▶ What is expected: Whenever a line below includes "number", add it to the tally, then give the total and nothing more.
────────
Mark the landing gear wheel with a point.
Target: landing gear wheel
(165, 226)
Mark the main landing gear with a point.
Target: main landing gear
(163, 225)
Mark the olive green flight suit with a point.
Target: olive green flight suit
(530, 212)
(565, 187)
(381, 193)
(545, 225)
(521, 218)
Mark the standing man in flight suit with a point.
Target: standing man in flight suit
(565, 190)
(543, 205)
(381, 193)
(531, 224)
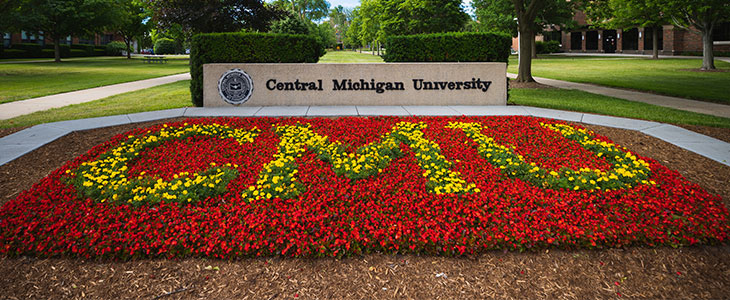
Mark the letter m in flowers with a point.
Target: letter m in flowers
(279, 177)
(627, 170)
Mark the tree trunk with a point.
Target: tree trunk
(129, 48)
(524, 73)
(57, 49)
(654, 43)
(708, 57)
(533, 46)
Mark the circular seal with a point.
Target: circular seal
(235, 86)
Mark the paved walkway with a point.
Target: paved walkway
(720, 110)
(25, 141)
(725, 59)
(18, 108)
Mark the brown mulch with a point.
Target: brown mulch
(636, 272)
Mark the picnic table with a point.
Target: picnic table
(154, 58)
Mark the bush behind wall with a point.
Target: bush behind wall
(240, 47)
(448, 47)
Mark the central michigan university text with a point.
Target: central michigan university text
(377, 86)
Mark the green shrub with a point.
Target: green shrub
(115, 48)
(450, 46)
(165, 46)
(239, 47)
(547, 47)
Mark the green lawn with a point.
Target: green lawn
(176, 95)
(665, 76)
(171, 95)
(349, 57)
(29, 80)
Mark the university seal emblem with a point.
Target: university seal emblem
(235, 86)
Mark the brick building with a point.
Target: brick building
(24, 37)
(672, 40)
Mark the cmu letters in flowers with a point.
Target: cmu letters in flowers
(314, 187)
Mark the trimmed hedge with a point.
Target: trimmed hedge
(448, 47)
(240, 47)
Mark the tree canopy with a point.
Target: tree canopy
(57, 19)
(198, 16)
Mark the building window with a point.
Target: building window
(591, 40)
(576, 41)
(553, 35)
(648, 42)
(107, 38)
(86, 40)
(721, 32)
(630, 39)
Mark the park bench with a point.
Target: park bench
(154, 59)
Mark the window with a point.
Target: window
(648, 42)
(86, 40)
(591, 40)
(721, 32)
(107, 38)
(576, 41)
(630, 39)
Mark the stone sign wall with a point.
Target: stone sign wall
(355, 84)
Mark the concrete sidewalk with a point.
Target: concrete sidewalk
(22, 107)
(725, 59)
(25, 141)
(720, 110)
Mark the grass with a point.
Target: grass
(667, 76)
(580, 101)
(177, 94)
(29, 80)
(349, 57)
(166, 96)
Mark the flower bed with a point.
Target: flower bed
(232, 187)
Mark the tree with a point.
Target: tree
(495, 15)
(702, 16)
(352, 36)
(61, 18)
(290, 25)
(614, 14)
(131, 23)
(310, 10)
(11, 14)
(200, 16)
(422, 16)
(532, 17)
(371, 12)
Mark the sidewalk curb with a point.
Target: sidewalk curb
(25, 141)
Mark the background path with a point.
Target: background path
(18, 108)
(720, 110)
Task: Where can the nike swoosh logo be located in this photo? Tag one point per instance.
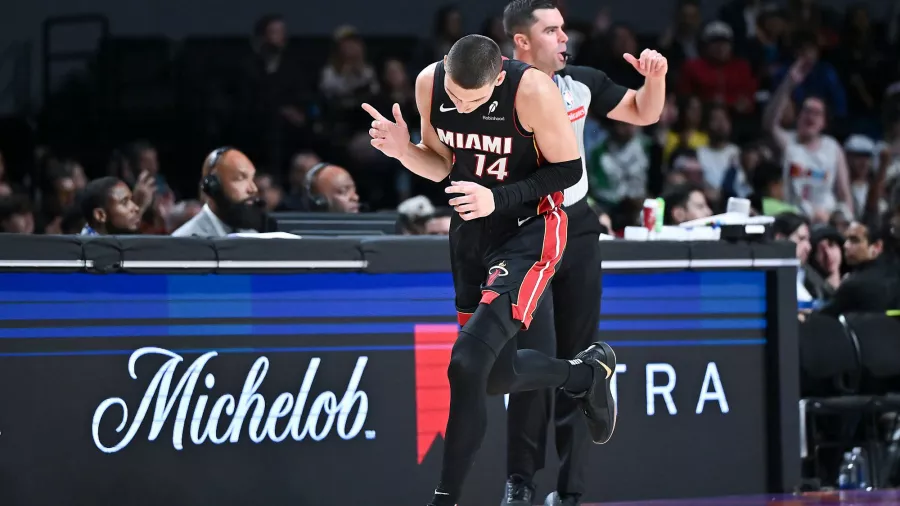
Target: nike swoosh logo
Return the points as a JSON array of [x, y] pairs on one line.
[[524, 221], [608, 370]]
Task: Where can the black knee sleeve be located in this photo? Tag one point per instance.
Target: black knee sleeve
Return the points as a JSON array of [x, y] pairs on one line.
[[486, 349], [503, 374], [470, 361], [493, 323]]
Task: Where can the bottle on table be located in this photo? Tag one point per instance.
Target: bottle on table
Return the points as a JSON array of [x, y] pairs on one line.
[[848, 477]]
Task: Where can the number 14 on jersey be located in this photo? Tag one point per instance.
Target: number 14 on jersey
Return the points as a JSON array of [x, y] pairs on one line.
[[496, 169]]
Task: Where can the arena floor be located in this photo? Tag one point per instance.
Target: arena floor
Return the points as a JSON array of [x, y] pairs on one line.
[[881, 497]]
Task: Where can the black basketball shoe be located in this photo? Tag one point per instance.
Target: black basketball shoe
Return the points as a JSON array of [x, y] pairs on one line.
[[519, 492], [598, 403]]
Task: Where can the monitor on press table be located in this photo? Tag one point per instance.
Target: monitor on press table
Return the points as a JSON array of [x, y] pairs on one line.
[[332, 224]]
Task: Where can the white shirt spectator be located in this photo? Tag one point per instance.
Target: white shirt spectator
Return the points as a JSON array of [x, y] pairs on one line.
[[811, 173], [717, 161]]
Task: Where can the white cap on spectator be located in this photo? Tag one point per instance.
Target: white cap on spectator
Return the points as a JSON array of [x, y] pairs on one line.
[[859, 144], [717, 30], [416, 207]]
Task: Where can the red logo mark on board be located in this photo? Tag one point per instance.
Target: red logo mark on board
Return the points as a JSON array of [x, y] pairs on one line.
[[433, 344]]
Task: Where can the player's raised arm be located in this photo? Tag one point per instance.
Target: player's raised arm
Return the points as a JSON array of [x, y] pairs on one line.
[[541, 110], [430, 159]]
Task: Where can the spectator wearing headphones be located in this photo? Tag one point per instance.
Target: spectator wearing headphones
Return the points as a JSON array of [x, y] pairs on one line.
[[330, 188], [233, 203], [108, 209]]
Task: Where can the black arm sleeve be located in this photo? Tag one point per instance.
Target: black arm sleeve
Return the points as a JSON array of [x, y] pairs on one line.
[[546, 180], [605, 93]]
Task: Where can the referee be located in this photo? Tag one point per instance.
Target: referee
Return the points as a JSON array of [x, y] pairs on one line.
[[536, 28]]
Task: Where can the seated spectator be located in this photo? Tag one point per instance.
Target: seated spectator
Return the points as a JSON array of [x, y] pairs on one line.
[[823, 273], [860, 62], [719, 76], [16, 215], [839, 222], [348, 79], [863, 245], [107, 208], [270, 191], [815, 169], [144, 159], [681, 42], [741, 16], [685, 202], [860, 153], [766, 49], [721, 154], [688, 132], [768, 191], [685, 168], [618, 167], [332, 189], [795, 228], [818, 79], [233, 203]]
────────
▶ Task answer: 2